> [Stated task]
Please report every line in the entries below that contains the word "base", copying each such line in full.

---- Supplied data

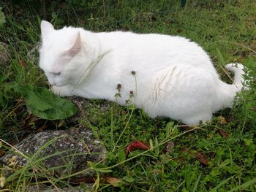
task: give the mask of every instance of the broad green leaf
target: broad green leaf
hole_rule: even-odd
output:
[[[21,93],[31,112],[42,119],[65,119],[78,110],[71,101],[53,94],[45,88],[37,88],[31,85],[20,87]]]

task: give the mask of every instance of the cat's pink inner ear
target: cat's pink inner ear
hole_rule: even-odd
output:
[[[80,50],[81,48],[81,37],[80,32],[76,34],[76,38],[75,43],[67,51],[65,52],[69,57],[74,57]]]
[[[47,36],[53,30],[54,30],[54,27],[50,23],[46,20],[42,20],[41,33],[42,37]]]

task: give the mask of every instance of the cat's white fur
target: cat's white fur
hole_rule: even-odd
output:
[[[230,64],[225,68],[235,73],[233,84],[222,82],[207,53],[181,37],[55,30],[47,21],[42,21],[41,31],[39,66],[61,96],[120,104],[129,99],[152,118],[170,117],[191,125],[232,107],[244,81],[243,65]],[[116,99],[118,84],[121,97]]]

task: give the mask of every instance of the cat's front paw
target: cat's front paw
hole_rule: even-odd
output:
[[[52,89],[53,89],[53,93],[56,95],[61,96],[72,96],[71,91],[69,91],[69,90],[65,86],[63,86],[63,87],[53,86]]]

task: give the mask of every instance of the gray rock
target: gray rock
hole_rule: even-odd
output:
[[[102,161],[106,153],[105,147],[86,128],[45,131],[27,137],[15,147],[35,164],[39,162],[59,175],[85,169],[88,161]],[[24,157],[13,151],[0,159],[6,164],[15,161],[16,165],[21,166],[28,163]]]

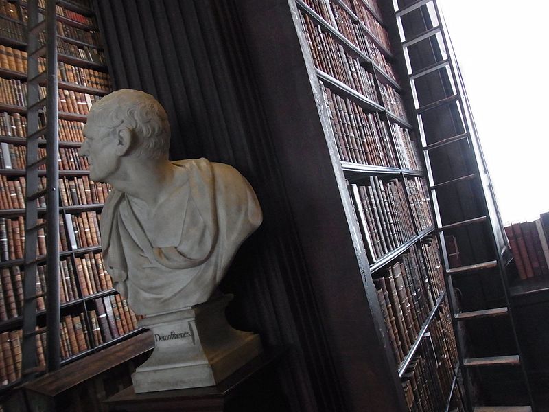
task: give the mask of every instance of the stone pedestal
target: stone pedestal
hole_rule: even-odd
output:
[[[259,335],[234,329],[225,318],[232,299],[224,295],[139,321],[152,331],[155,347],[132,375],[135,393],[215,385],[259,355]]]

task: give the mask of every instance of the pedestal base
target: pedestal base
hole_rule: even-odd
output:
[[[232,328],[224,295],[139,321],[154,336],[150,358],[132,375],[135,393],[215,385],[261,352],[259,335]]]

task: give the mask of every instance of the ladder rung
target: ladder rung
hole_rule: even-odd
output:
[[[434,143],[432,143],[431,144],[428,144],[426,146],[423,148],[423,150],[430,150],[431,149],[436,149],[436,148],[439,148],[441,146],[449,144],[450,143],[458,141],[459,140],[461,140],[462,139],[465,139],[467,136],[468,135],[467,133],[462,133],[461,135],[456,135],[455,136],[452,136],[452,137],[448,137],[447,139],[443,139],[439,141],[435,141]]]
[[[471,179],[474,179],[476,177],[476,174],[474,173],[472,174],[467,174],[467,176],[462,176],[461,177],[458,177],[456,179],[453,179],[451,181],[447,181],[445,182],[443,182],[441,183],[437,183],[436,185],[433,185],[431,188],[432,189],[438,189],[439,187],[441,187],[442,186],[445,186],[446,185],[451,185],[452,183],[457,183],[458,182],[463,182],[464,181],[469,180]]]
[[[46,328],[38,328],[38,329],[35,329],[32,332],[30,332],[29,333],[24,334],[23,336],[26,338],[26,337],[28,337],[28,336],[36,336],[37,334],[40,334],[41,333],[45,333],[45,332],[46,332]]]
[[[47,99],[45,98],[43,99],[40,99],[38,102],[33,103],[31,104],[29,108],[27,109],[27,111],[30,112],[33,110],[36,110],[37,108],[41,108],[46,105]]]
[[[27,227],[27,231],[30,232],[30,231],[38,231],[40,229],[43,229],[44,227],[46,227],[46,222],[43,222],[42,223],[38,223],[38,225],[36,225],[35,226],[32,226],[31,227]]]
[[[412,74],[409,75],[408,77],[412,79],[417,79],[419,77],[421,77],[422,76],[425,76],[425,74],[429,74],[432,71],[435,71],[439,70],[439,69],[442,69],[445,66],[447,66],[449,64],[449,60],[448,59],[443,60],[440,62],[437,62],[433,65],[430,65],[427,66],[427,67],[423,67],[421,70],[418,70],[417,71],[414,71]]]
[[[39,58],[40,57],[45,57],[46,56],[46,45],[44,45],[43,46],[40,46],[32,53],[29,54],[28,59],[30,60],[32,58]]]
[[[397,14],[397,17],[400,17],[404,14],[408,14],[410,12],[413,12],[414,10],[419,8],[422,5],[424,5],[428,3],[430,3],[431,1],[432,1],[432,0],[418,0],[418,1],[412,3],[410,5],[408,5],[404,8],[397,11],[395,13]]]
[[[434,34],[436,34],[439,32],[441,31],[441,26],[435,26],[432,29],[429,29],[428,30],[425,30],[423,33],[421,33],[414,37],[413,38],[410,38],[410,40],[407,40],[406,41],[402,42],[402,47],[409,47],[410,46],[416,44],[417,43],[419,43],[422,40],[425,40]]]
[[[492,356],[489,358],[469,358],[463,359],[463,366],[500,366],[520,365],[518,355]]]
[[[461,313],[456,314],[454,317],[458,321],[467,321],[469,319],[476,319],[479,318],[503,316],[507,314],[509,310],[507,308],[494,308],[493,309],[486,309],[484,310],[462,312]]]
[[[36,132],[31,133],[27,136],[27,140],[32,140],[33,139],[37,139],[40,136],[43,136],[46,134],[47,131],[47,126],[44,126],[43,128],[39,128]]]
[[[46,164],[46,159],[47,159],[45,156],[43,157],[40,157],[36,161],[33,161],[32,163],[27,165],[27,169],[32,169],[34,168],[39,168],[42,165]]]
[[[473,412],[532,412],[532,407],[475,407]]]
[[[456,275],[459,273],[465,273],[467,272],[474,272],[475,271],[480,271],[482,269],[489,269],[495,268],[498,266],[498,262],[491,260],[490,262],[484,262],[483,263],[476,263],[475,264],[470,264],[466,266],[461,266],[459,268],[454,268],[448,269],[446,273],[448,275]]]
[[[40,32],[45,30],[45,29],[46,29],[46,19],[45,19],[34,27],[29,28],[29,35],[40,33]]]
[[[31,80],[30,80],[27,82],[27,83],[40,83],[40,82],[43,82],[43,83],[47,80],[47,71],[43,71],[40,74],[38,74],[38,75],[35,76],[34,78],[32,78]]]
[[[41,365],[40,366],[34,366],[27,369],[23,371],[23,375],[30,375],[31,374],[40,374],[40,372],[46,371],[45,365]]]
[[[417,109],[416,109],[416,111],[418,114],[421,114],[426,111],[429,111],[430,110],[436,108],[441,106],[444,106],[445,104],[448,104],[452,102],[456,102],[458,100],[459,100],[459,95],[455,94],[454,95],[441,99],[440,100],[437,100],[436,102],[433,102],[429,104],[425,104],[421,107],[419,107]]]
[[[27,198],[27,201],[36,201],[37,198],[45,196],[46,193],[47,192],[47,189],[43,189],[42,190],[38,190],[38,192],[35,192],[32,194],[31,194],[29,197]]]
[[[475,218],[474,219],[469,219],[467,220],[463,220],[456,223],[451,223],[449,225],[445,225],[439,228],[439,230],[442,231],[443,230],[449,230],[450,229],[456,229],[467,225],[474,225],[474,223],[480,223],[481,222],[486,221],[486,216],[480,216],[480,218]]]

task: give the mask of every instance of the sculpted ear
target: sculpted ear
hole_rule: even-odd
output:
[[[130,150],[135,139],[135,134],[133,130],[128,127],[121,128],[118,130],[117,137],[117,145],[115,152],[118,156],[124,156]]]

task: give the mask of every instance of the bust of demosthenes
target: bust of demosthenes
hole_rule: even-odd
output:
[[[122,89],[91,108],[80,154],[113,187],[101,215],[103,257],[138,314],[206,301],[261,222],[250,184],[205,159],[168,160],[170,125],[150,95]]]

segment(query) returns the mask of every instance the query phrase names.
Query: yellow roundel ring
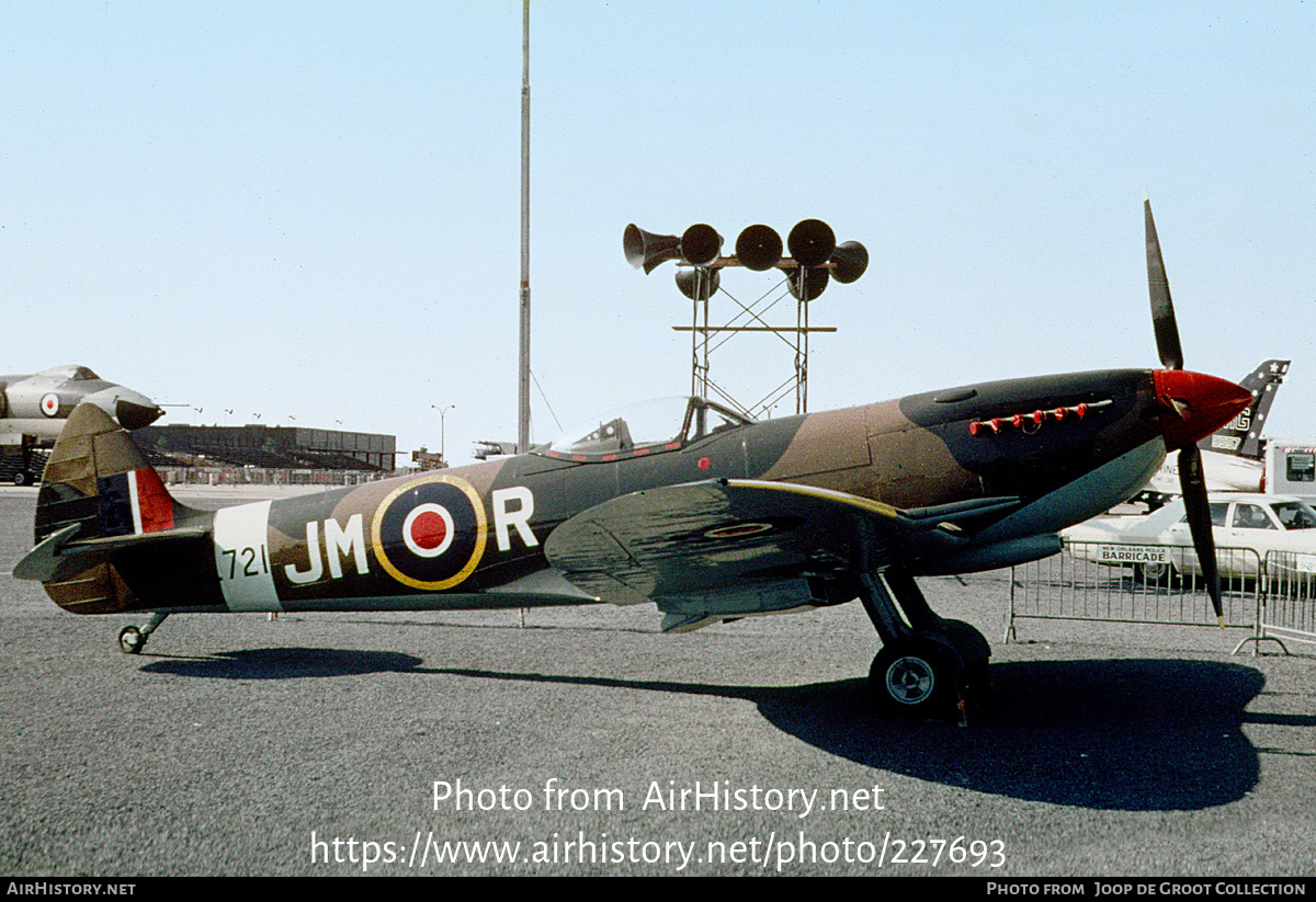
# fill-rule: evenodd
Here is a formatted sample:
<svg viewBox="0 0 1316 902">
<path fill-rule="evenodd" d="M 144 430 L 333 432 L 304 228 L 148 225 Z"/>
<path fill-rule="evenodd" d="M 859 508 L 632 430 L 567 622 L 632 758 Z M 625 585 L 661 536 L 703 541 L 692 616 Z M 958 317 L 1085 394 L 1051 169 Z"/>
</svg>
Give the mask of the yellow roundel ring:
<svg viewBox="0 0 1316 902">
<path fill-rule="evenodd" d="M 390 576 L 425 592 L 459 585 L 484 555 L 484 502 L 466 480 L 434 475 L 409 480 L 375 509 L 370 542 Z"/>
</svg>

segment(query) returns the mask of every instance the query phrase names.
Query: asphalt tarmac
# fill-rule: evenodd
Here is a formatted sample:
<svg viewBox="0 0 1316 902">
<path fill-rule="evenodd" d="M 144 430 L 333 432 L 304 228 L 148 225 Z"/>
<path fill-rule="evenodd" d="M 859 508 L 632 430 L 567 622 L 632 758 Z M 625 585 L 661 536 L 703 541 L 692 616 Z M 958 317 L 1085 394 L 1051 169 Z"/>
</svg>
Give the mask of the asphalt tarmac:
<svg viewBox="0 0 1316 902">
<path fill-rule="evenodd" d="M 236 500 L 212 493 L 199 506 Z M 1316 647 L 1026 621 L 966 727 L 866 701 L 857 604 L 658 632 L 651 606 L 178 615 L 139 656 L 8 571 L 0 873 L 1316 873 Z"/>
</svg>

--------

> [Solution to this task]
task: give the mask of every instance of the pedestal base
target: pedestal base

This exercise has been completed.